**Directions for this task**
Pull out every line of the entries below and copy each one word for word, leaving out the pictures.

**Records supplied**
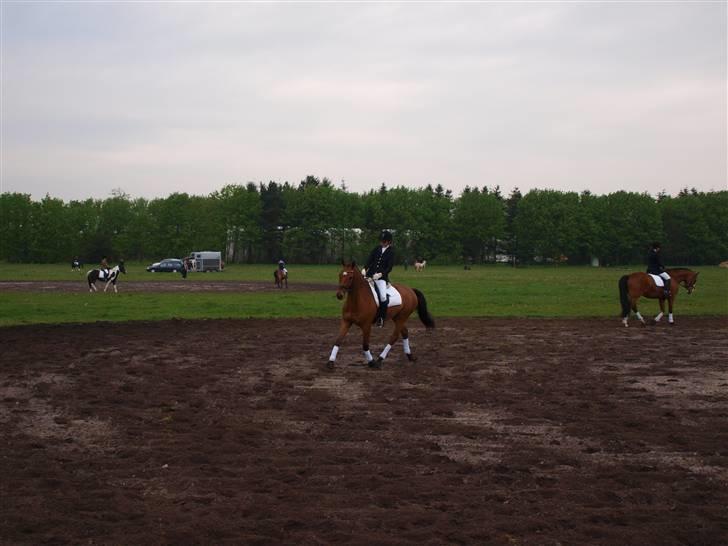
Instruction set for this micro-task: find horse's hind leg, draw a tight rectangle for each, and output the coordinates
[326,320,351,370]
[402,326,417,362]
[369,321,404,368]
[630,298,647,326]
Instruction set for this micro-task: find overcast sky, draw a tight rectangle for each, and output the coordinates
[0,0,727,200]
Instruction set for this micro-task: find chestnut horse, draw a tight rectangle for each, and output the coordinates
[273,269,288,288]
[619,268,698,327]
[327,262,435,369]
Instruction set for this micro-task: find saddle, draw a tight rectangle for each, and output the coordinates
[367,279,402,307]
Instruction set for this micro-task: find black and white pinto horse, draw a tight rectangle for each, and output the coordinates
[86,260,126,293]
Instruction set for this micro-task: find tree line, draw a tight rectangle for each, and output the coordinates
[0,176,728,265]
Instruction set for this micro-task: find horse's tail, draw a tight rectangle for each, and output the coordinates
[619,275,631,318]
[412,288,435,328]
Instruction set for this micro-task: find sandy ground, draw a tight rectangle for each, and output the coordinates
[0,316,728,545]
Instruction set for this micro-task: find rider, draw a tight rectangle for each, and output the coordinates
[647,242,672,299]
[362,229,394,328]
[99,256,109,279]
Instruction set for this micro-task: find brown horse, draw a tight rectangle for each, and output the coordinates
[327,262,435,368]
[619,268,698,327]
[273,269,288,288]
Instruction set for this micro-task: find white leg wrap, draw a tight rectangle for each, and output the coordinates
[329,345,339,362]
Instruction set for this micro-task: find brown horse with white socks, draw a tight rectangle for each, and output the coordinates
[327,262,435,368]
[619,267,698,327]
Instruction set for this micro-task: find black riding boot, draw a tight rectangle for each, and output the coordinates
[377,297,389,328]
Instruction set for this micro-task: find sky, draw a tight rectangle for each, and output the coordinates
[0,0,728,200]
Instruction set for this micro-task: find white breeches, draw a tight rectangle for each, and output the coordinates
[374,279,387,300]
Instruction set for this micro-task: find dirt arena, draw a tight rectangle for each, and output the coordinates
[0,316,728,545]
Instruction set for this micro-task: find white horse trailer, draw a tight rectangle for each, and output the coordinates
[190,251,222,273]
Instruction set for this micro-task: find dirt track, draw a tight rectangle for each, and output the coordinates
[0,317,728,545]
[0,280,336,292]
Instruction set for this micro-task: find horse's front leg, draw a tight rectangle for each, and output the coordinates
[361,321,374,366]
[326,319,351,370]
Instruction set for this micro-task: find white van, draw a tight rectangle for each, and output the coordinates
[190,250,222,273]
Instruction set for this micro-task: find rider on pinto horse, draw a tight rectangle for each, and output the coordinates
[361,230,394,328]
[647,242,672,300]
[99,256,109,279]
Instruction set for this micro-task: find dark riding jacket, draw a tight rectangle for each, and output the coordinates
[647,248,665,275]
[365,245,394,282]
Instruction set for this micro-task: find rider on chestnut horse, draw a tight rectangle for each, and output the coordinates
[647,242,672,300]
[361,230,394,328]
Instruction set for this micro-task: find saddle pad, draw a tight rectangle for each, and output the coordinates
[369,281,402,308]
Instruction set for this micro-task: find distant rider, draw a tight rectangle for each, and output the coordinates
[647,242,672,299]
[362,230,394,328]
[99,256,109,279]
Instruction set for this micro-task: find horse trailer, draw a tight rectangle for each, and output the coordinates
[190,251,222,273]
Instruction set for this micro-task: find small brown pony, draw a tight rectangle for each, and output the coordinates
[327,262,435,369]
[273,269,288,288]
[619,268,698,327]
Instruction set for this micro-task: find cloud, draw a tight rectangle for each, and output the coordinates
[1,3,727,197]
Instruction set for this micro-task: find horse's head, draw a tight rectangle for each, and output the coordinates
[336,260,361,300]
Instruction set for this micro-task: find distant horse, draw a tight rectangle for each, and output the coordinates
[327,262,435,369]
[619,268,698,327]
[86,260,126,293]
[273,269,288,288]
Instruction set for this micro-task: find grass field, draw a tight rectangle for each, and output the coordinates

**Exercise solution**
Instruction set for this micro-task: find horse's hind leg, draw a tight rectangle for each, and output the coordinates
[326,320,351,370]
[402,326,417,362]
[369,321,404,368]
[630,298,647,326]
Instruction set for this micro-task: find overcast sky, draw a tight rectangle for each, and output the coordinates
[0,0,727,200]
Instruction set for this micro-task: find chestnut horse, draw a tight rectangle for each, and output the coordinates
[273,269,288,288]
[619,268,698,327]
[327,262,435,369]
Instruction set for this micro-task: find saddle, draw a tight rectangle for each, and output the coordinates
[367,279,402,307]
Instruction set for this micro-task: find black and white pinto horse, draw a tight rectangle for each, and output the coordinates
[86,260,126,293]
Instruction set for this micro-task: find tree line, draw a tight rectangle for each, and output the coordinates
[0,176,728,265]
Instruction set for this micro-task: find horse's tail, draw a tight rectangle for each, and output the coordinates
[619,275,631,318]
[412,288,435,328]
Instruction set for this micro-task: find sandy ground, draw a tight rectangle for each, and output the coordinates
[0,316,728,545]
Instruction set for this micro-task: find rider, draw a tight rectangle for each, and output the coordinates
[647,242,672,299]
[362,229,394,328]
[99,256,109,279]
Instruction set for this micro-task: find brown horse, draw a tight rectangle for each, and output the coordinates
[327,262,435,368]
[619,268,698,327]
[273,269,288,288]
Instruction set for this micro-task: find white leg wrap, draw a tight rectangle for each, and output the coordinates
[329,345,339,362]
Instruction set for this micro-task: find brown horse with white socks, draw a tight rectangle for each, and output the coordinates
[327,262,435,368]
[619,267,698,327]
Instruction set for this micro-task: find black riding boot, draw a tight rectangle for each, and output the coordinates
[377,297,389,328]
Instruction set for this micro-task: find sky, draw a tight rectangle for each, and output the coordinates
[0,0,728,200]
Instruction set for this micro-task: find white breeches, draw a tight rectangle for each, and output the coordinates
[374,279,387,300]
Instruction set for this micro-task: find dirt arena, draw a tight rectangle for each, and output the coordinates
[0,316,728,545]
Instruction set for this micro-task: find white horse trailer, draw a tight rectangle for each, and output the coordinates
[190,251,222,273]
Instruction set for this micro-task: find dirt track, draw a tight rectangle for each, and output the coordinates
[0,317,728,545]
[0,280,336,292]
Instruction set for this micro-task: find horse's front leg, draw a tight rectangle for each, and output the coordinates
[361,321,374,366]
[326,319,351,370]
Instruction set for this micro-task: find white van, draw a tight rectangle for each, and output the coordinates
[190,250,222,273]
Instruction set for this micro-task: find rider on pinto horse, draw a tight rectangle for each, and output the coordinates
[361,230,394,328]
[647,242,672,300]
[99,256,109,279]
Instruction set for this micro-task: find dark riding jacket, draw a tight rectangle for each, and output the coordinates
[647,248,665,275]
[365,245,394,282]
Instruction set for this micro-task: find rider on chestnut horse, draw a tight rectangle for each, and output the coordinates
[647,242,672,300]
[361,230,394,328]
Instruction set for this micro-task: find saddle pad, draw a tight rectangle for each, and output the coordinates
[369,281,402,308]
Instruction set for this micro-task: find distant rider, draw a tight rectangle for each, and output the coordinates
[647,242,672,299]
[362,230,394,328]
[99,256,109,279]
Instruction set for this micro-task: find horse trailer, draw a tight rectangle for each, and output the coordinates
[190,251,222,273]
Instruction set for this micro-task: find small brown pony, draw a tight rectangle for each, and output the coordinates
[327,262,435,369]
[273,269,288,288]
[619,268,698,327]
Instruction set for this micro-task: find cloud, draw a tight rectangle for each, and output the coordinates
[1,3,727,197]
Instruction set for this micro-task: find horse's head, draw a tight rectangle for each, and output the coordinates
[336,260,361,300]
Instruction set for this micro-task: find distant horse, draw a tight rectangle for each, and output the coordinates
[327,262,435,369]
[619,268,698,327]
[86,260,126,293]
[273,269,288,288]
Instruction set for this micro-task: find grass field, draw a tight rectangle for each, and output the coordinates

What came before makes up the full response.